Repeat every record below exactly, leaving out the pictures.

Data extracted from a collection
....................
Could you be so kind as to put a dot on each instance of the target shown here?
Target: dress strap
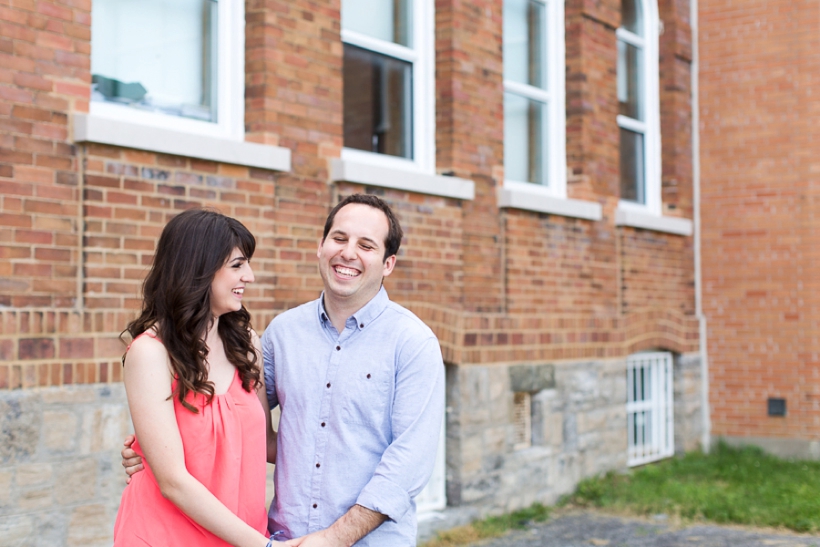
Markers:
(149, 333)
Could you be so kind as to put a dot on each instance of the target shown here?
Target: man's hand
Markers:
(350, 528)
(130, 460)
(316, 539)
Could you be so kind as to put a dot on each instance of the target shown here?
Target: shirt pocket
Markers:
(365, 398)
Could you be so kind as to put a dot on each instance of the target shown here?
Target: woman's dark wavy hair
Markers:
(193, 246)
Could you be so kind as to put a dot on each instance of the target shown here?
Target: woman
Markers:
(196, 395)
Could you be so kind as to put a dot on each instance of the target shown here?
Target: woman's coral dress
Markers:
(225, 450)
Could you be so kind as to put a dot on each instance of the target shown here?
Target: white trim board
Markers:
(90, 128)
(400, 179)
(669, 225)
(513, 195)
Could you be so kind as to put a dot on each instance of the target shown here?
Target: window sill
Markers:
(669, 225)
(401, 179)
(519, 196)
(90, 128)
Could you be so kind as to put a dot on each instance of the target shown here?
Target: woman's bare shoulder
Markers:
(146, 348)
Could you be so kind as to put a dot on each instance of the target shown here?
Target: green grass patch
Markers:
(729, 485)
(490, 527)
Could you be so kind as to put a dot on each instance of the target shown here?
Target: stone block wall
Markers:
(60, 472)
(578, 429)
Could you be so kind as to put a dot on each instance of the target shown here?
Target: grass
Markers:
(490, 527)
(729, 485)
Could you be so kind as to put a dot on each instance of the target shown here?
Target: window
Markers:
(638, 106)
(177, 64)
(534, 114)
(649, 407)
(522, 420)
(388, 82)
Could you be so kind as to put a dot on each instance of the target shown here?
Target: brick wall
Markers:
(79, 221)
(760, 210)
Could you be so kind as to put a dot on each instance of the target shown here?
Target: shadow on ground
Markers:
(583, 528)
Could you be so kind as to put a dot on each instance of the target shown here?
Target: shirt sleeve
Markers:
(416, 419)
(269, 370)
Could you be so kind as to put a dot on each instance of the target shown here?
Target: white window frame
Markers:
(555, 98)
(230, 122)
(422, 57)
(651, 127)
(434, 496)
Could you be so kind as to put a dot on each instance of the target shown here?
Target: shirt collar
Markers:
(364, 316)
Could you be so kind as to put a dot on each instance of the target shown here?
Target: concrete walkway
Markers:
(582, 528)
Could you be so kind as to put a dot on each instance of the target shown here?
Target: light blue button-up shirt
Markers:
(361, 413)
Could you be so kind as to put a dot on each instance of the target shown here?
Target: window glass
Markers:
(630, 81)
(632, 166)
(524, 42)
(631, 16)
(157, 55)
(377, 103)
(525, 151)
(388, 20)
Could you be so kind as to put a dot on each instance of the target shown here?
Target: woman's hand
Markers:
(130, 459)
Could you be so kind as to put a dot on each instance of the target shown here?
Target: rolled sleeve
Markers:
(385, 497)
(416, 419)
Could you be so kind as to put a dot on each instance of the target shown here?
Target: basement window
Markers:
(522, 420)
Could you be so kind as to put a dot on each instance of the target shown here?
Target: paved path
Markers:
(576, 528)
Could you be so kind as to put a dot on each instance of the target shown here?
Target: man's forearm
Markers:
(354, 525)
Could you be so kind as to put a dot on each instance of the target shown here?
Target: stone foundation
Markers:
(61, 479)
(578, 429)
(60, 473)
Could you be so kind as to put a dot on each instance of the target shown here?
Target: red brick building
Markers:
(538, 153)
(759, 72)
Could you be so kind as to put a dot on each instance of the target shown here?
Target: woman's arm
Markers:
(147, 380)
(270, 434)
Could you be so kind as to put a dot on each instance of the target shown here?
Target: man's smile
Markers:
(344, 271)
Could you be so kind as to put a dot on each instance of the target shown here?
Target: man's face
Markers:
(351, 257)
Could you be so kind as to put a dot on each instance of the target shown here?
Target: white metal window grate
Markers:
(649, 413)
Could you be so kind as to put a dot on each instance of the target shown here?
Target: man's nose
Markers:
(349, 251)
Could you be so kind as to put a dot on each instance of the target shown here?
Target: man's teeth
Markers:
(346, 271)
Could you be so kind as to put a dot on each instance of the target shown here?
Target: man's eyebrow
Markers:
(343, 233)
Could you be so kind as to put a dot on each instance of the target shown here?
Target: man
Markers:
(360, 384)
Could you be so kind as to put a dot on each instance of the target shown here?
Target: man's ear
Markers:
(389, 264)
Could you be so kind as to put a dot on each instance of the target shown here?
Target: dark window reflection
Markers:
(632, 166)
(630, 74)
(377, 103)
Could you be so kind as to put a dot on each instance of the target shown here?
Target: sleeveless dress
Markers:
(225, 449)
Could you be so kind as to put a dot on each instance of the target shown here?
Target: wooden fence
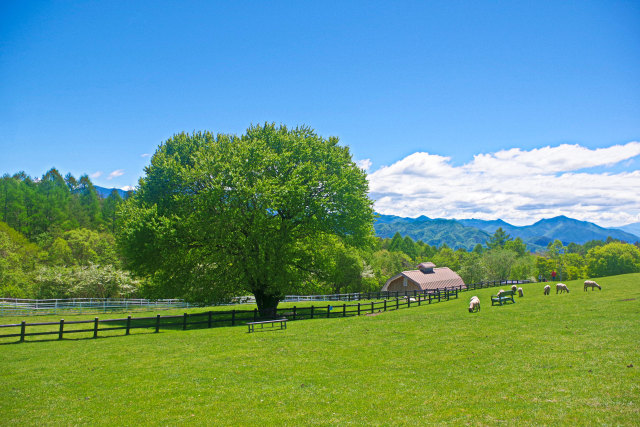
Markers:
(210, 319)
(386, 301)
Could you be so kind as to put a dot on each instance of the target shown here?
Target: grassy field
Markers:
(570, 359)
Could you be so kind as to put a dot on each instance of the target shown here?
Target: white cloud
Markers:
(115, 174)
(515, 185)
(364, 164)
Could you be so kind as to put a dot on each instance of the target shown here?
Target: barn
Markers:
(426, 277)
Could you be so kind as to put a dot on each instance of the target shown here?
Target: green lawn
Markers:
(557, 359)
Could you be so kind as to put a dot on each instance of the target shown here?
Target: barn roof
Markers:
(438, 278)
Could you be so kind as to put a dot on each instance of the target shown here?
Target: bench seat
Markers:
(282, 322)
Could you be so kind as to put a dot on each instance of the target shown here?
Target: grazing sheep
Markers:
(591, 284)
(474, 304)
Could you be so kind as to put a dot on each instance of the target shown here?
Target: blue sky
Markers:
(94, 87)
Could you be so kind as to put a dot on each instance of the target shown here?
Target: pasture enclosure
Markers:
(209, 319)
(566, 359)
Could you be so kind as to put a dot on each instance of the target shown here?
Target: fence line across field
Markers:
(27, 307)
(241, 317)
(210, 319)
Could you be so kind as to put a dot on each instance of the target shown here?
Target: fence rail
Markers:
(211, 319)
(28, 307)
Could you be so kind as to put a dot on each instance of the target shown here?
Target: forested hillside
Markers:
(57, 240)
(466, 233)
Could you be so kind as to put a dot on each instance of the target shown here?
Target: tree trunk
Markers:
(267, 303)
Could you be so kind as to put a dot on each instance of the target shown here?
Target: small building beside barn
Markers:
(426, 277)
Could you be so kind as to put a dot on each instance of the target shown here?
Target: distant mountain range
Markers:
(466, 233)
(104, 192)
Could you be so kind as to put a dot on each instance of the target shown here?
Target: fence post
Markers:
(23, 326)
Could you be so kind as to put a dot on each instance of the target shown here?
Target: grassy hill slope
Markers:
(557, 359)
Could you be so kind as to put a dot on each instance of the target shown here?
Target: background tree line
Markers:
(57, 240)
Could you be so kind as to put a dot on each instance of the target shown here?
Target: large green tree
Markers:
(218, 215)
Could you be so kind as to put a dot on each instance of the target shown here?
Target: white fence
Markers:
(21, 307)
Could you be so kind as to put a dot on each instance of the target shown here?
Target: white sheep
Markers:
(474, 304)
(591, 284)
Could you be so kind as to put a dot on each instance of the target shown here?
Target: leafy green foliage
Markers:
(219, 215)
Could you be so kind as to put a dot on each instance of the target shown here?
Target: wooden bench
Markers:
(283, 324)
(503, 298)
....................
→ OUTPUT
Could you be so kind as to put a dot on each instance of the target shown here?
Target: dress strap
Markers:
(149, 333)
Could you be so kind as to put a dot on each instance of the target shown here?
Target: man's hand
Markers:
(350, 528)
(130, 460)
(316, 539)
Could you be so kind as to put a dot on each instance of the target shown here?
Target: shirt pocket
Markers:
(365, 398)
Could you be so kind as to put a dot on each instance of the target shown here?
Target: woman's dark wavy hair
Markers:
(193, 246)
Could you be so kind as to put a dot on each instance of the target shown here?
Target: woman
Markers:
(196, 395)
Could you be so kind as to put a dot on each instance of the target shown here?
Target: woman's coral dress
Markers:
(225, 450)
Could you be so kind as to put a dot on each instance of the target shown here?
Target: white trim board
Markers:
(90, 128)
(400, 179)
(669, 225)
(513, 195)
Could you be so kind as to put a dot on each instance of the target shown here?
Target: window sill
Markers:
(669, 225)
(401, 179)
(519, 196)
(90, 128)
Could you be so kind as to put a dot on each instance of the target shown here?
Target: woman's bare shoulder
Markers:
(146, 348)
Could you be so kind as to put a dot on each instance of the target shown here?
Target: green grass patch
Markers:
(729, 485)
(490, 527)
Could you be so kind as to put a dot on each instance of the target shown here?
Target: stone block wall
Markers:
(60, 472)
(578, 429)
Could you be so kind as to put a dot on each instance of the target shown here?
Target: grass
Markers:
(490, 527)
(729, 485)
Could you be so kind as to put a dot on each instance of the target shown here?
Target: window
Markers:
(638, 106)
(177, 64)
(534, 114)
(649, 407)
(522, 420)
(388, 82)
Could you be so kind as to put a dot on each instance of the target shown here?
Target: brick wall
Markers:
(79, 221)
(760, 210)
Could you be so kind as to put a dot on each instance of the target shown here?
Target: shadow on ground
Markers:
(583, 528)
Could you be so kind as to put a dot on each instance of the target shown here?
Target: shirt sleeve
Markers:
(416, 419)
(269, 370)
Could you be so kind as to put a dot on each instance of the target shown here?
Target: white window frame
Markers:
(555, 98)
(230, 122)
(422, 57)
(651, 127)
(434, 496)
Could you be so kind as to put a dot on each instance of the target shown here?
Target: shirt collar
Markers:
(364, 316)
Could you be so kind as to put a dot on each instance of the target shown here?
Target: concrete walkway
Markers:
(582, 528)
Could you be so kind as to put a dot on each instance of the target shown here?
Target: light blue button-up shirt
Markers:
(361, 413)
Could you be so kind as to put a dot on each instance of the target shown here?
Target: window glass
Markers:
(630, 81)
(632, 166)
(524, 42)
(631, 16)
(157, 55)
(377, 103)
(525, 151)
(388, 20)
Could you be so kind as to put a dot on each instance of the target shown here?
Target: woman's hand
Markers:
(130, 459)
Could you be so kind as to put a dot on each instance of the target shown here?
Target: rolled sleeve
Markers:
(385, 497)
(416, 419)
Could you be so kind as to put a dot on each instance of the target shown here?
Target: basement window
Markers:
(522, 420)
Could you be so kind as to put a dot on each instance of the target shown here?
Target: paved path
Markers:
(576, 528)
Could you be so kind as to put a dot on each instance of the target shown here?
Target: man's forearm
Markers:
(354, 525)
Could you be so kind as to put a dot on each instance of the target shown here?
Target: stone foundation
Markers:
(61, 479)
(578, 429)
(60, 473)
Could you be so kind as to put a dot on each instance of the target shown here?
Target: red brick building
Markers:
(538, 153)
(759, 72)
Could you be so kind as to put a dot on each instance of the target shown here?
Target: woman's arm
Markers:
(147, 380)
(270, 434)
Could you be so kind as to put a dot on each instance of the target shown here?
Target: man's smile
Markers:
(344, 271)
Could you be so kind as to put a dot on each instance of the target shown here?
Target: man's face
Markers:
(351, 257)
Could you be so kind as to put a dot on each instance of the target shown here?
Target: white metal window grate
Markers:
(649, 413)
Could you be so kind as to put a dot on each instance of the target shown here?
Target: man's nose
Markers:
(349, 251)
Could you be so kind as to put a dot on each instance of the target shown here?
Target: man's teeth
Markers:
(346, 271)
Could you be so kind as to put a dot on each instance of the target shown here?
Target: man's eyebrow
Markers:
(343, 233)
Could you be so kind as to put a dot on each instance of the target shown here?
Target: man
Markers:
(360, 384)
Could you be so kind as to put a dot on each instance of the target shown here?
Target: man's ear
Markers:
(389, 264)
Could you be so kind as to put a dot on each instance of the target shown here?
Target: dark window reflection
Markers:
(632, 166)
(630, 74)
(377, 103)
Could you be so kind as to put a dot on each instance of the target shown here?
Target: sleeveless dress
Markers:
(225, 449)
Could you be so kind as to put a dot on each instance of the target shown here?
Target: wooden fence
Markers:
(210, 319)
(386, 301)
Could you be so kind as to put a dot on each instance of the target shown here?
Target: grassy field
Markers:
(570, 359)
Could you be so kind as to put a dot on each instance of the target shown here?
Target: white cloud
Markers:
(115, 174)
(515, 185)
(364, 164)
Could you be so kind as to put a dot on each instance of the target shown here?
Target: barn
Markers:
(426, 277)
Could you be so kind as to put a dot on each instance of the target shown here?
Target: green lawn
Markers:
(557, 359)
Could you be so kind as to put a dot on each instance of the target shown here?
Target: barn roof
Markers:
(438, 278)
Could you be so kind as to put a dot on each instance of the target shown here?
Target: bench seat
Markers:
(282, 322)
Could you be so kind as to put a dot on each instance of the target shown here?
Target: grazing sheep
Markers:
(591, 284)
(474, 304)
Could you be so kind as to put a dot on each instance of the target shown here?
Target: blue sky
Markers:
(94, 87)
Could you be so kind as to put a dot on each instance of the target shown here?
Target: pasture enclosure
Markers:
(209, 319)
(566, 359)
Could you be so kind as to put a dot on each instance of the target shown here?
Target: fence line across field
Markers:
(27, 307)
(241, 317)
(210, 319)
Could you be so kind as to put a dot on each instance of the target shown here?
Target: fence rail
Markers:
(211, 319)
(28, 307)
Could you be so kind as to put a dot on each instance of the target shown here?
Target: forested hillside
Markers:
(57, 240)
(466, 233)
Could you be so kind as to put a dot on each instance of the target shown here?
Target: tree trunk
Markers:
(267, 303)
Could you be so kind as to put a dot on each instance of the target shown here?
Target: small building beside barn
Markers:
(426, 277)
Could you be so kind as to put a dot on each instance of the target shown here?
Target: distant mountain range
Markers:
(466, 233)
(104, 192)
Could you be so kind as to put a dot on each instance of the target shown here?
Target: fence post
Markers:
(23, 326)
Could you be so kind as to put a dot on each instance of the target shown here?
Target: grassy hill slope
Markers:
(557, 359)
Could you be so kind as to put a dot on each instance of the target shown here?
Target: background tree line
Markers:
(57, 240)
Could you be so kind as to put a dot on each instance of the target shown here?
Target: large green tree
Markers:
(218, 215)
Could you be so kind as to put a dot on each instance of the target shown here?
Target: white fence
Markers:
(21, 307)
Could you be so kind as to put a dot on each instance of the target shown here?
Target: white sheep
Markers:
(474, 304)
(591, 284)
Could you be so kind as to put a dot on each instance of the target shown here?
Target: leafy green foliage
Markers:
(219, 215)
Could you be so kind as to put a dot on each instance of the target shown here?
Target: wooden bench
Markers:
(283, 324)
(503, 298)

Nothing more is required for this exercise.